* _TASK_: In the forum comments below, why does Lilguy see the worsening security situation in Pakistan as a major mid-term threat to US security? Answer in one to three sentences.

If you want to look at the probabilities of war and other violence, look at Sigma Plus One and Sigma Minus One, Two and Three. That group is the working class and the anti-intellectuals. It totals about 85% of the population. That 85% is busy arming itself to the teeth. Its basic values are the words and ideas of the American Constitution as that document was originally written.
I hope that you intellectuals fix the big problems before the temperature of the rest of the population reaches the boiling point. I think the pot is already too hot to touch.
------------Dusty.
I am sure I will get hard for saying this but its true! Media bias has tainted the Democratic party. Not the Democratic supporters just the leaders and their morals! The mainstream media misses on both sides but nothing as blatant as the devastating examples below.
If anyone can give more significantly destructive events where failures were IGNORED by the media I will gladly change my tune
- Bill Clinton cuts military spendings to its lowest level since the day of Pearl Harbor, after two attacks on US embassies in Africa (officially US soil), the COLE, a US military base in Saudi Arabia and two previous attempts on the world trade center. I liked his "just get the leader concept" but a lot of innocent people died in the desert monkeys 3rd WTC attempt. Then Clinton pardoned Marc Rich right off the FBIs ten most wanted list. Rich went on to fund Sadam Hussein, being a central figure in the UN "OIL for food" scandal.
If the media is unbiased....how is Clinton the expert speaker on National Security at the DNC???? The only one who questioned the choice was Clinton himself??
Barney Franks stopped oversight of Fannie and Freddie in congress in 2003. There is no more significant event in this meltdown. Serious flags had already been raised but oversight was stopped by Barney who swore the taxpyer would never pay for a bailout "Invest, and you are on your own, there is no guarantee, there is no explicit guarantee, there is no implicit guarantee, there is no wink-and-nod guarantee.....people, in my judgment, exaggerate a threat of safety and soundness..........I think we see entities that are fundamentally sound financially"
If the media is unbiased how is this moron still the house speaker? He basically stopped congress from saving America the enitre financial meltdown! The biggest 5 years of bad mortgages never would have happened!
www.taxfoundation.org/...
On Apr 28 12:32 PM Lilguy wrote:
> I realize Felix picked a number out of thin air (20-25% probability
> of "a new world of class warfare"), but maybe the air was too thin
> and he was hallucinating. That's a horribly high probability, especially
> without reference to a timeframe (say, the next 5, 10,25 years).
>
>
> What is remarkable, however, is that from the period of the falling
> of the Berlin Wall and Desert Storm/Shield (ca. early 1990s) and
> a decade of comparative world peace, the probabilities of class and
> world warfare have mushroomed since 9/11.
>
> On the class divide, clearly the current economic crisis is highlighting
> the growing divide between the rich and poor as well as the deterioration
> of the middle class in the US. This was evident even in the "good
> times" of the mid-decade as real median HH incomes stagnated or eroded.
> Now, as the USG under two administrations, asks the underclass to
> bailout the overclass, the stress is expanding rapidly. While I don't
> think there is a 20-25% probability that this stress will result
> in class warfare (I mean battles in the streets--real warfare), the
> likelihood that the government will be thrown out via elections (a
> Republican return to power in Congress!!) is growing substantially.
>
>
> On the world warfare front, I view the continuing deterioration of
> the security situation in Pakistan as a major mid-term threat to
> US security. Takeover of nuclear-equipped Pakistan by the Taliban
> would threaten the region immediately, and specifically US interests
> in eliminating terrorist havens in Afghanistan and the NWFP of Pakistan.
> Having to carry out attacks on terrorist strongholds in a Taliban-ruled
> Pakistan would massively increase the risk that terrorists would
> counter in the United States, possibly with nuclear devices.

* _DATA PROVIDED_:
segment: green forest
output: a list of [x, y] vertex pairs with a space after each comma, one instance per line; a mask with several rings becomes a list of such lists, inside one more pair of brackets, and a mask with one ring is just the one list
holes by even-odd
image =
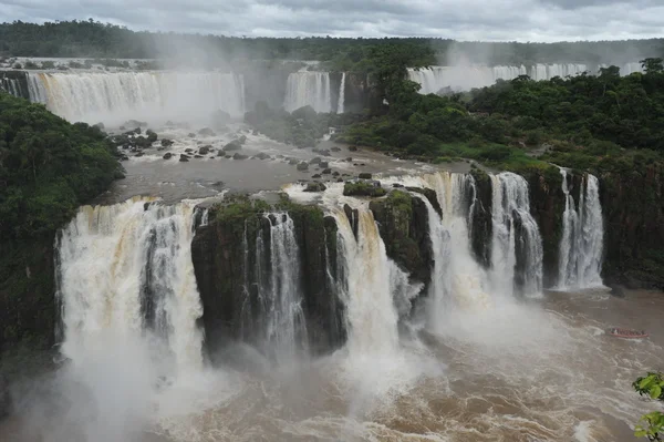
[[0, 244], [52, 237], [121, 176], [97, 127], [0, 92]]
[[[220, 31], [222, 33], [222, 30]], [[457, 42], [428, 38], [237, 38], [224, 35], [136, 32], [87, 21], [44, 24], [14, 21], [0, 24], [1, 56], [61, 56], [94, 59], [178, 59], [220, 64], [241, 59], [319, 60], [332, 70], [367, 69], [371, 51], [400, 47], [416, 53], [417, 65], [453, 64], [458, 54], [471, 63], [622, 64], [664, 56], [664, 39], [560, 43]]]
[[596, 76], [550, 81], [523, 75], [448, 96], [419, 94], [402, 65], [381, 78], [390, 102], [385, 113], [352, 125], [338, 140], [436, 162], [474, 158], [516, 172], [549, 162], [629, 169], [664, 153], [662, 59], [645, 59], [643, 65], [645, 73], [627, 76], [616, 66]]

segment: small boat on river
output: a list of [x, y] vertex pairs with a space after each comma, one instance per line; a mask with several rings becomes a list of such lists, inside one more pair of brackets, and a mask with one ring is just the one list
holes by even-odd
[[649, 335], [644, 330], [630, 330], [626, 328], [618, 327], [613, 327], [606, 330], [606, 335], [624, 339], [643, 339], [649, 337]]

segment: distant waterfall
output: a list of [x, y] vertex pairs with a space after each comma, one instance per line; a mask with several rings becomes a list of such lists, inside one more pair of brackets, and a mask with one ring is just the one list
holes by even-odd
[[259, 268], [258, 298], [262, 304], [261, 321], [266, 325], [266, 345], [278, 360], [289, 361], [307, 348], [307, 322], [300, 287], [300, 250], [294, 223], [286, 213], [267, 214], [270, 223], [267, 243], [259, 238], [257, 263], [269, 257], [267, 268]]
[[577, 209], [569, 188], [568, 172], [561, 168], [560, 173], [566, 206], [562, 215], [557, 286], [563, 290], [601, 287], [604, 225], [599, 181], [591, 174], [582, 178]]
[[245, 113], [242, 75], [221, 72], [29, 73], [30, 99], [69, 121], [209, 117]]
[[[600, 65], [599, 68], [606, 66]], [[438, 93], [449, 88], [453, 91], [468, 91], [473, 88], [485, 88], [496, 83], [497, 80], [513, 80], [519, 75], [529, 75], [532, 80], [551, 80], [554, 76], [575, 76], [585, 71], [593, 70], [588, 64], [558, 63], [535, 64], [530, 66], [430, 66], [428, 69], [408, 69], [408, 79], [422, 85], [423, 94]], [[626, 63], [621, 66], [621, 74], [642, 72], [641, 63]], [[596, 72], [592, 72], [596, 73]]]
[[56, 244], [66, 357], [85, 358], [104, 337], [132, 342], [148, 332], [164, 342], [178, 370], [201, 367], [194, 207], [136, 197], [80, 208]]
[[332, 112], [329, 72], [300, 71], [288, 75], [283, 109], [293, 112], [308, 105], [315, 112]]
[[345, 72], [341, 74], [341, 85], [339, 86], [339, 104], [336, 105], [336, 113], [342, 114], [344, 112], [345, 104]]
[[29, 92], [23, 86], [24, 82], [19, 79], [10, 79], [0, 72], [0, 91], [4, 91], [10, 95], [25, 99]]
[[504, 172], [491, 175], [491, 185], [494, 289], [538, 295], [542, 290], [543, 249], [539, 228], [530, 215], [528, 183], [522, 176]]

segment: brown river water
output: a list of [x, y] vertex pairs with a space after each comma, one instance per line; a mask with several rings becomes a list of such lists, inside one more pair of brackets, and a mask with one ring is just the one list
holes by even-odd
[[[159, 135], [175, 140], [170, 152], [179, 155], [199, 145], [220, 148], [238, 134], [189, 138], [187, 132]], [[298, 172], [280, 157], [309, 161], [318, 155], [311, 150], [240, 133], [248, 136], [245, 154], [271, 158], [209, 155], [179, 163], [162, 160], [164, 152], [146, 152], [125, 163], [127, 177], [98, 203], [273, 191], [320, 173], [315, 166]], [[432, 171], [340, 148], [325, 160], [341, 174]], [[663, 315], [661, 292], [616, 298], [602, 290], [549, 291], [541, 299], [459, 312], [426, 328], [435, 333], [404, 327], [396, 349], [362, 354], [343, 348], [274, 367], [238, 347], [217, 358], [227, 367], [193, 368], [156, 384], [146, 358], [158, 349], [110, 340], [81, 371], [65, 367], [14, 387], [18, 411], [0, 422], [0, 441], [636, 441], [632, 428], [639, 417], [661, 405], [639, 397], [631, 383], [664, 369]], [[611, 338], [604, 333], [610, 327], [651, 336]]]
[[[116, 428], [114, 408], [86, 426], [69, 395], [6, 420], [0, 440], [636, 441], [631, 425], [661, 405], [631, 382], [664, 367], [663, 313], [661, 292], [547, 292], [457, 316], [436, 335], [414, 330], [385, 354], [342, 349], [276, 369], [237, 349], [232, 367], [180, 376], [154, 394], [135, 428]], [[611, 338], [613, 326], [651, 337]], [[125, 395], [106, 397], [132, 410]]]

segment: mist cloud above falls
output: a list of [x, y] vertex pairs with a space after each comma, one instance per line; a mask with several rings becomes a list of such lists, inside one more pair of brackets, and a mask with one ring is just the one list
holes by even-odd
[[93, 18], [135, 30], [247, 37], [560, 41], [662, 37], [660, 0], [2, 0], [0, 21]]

* _ANSWER BOX_: A Taliban takeover of nuclear-equipped Pakistan would threaten the region immediately, along with US interests in eliminating terrorist havens in Afghanistan and the NWFP of Pakistan. Having to attack terrorist strongholds in a Taliban-ruled Pakistan would also massively increase the risk that terrorists would counter in the United States, possibly with nuclear devices.